Task details | Convert the lines of the records into a numbered list, omitting blank lines and leaving out the pictures.

Extracted material |

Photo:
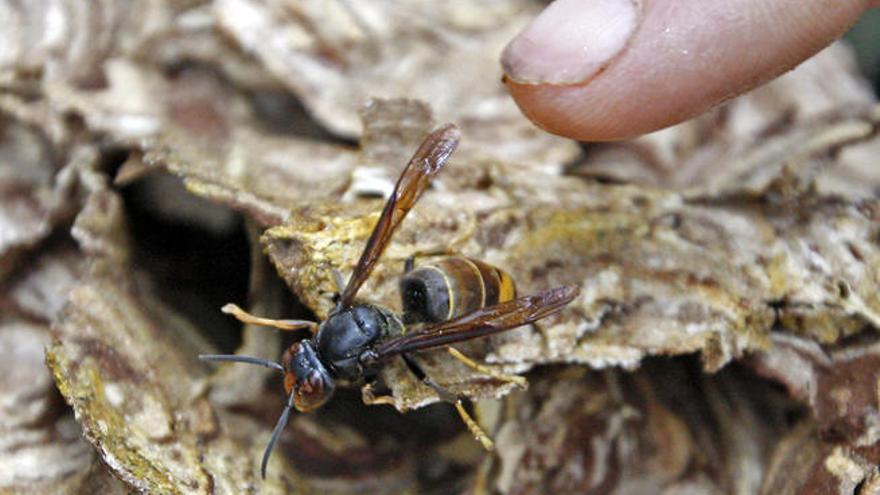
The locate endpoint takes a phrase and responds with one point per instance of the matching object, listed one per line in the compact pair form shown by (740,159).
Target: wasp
(453,300)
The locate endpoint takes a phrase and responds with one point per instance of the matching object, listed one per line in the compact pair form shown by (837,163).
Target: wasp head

Solution to this task |
1. Photo:
2. The locate endpoint takes a phrase and responds with one point per instance of the matching object, listed one per line in the compact pair form shown by (740,159).
3. Target: wasp
4. (453,300)
5. The locate endpoint takes a phrase and responds with one point per instance of the matching object, listed one per line in the compact pair form shown by (837,163).
6. Target: wasp head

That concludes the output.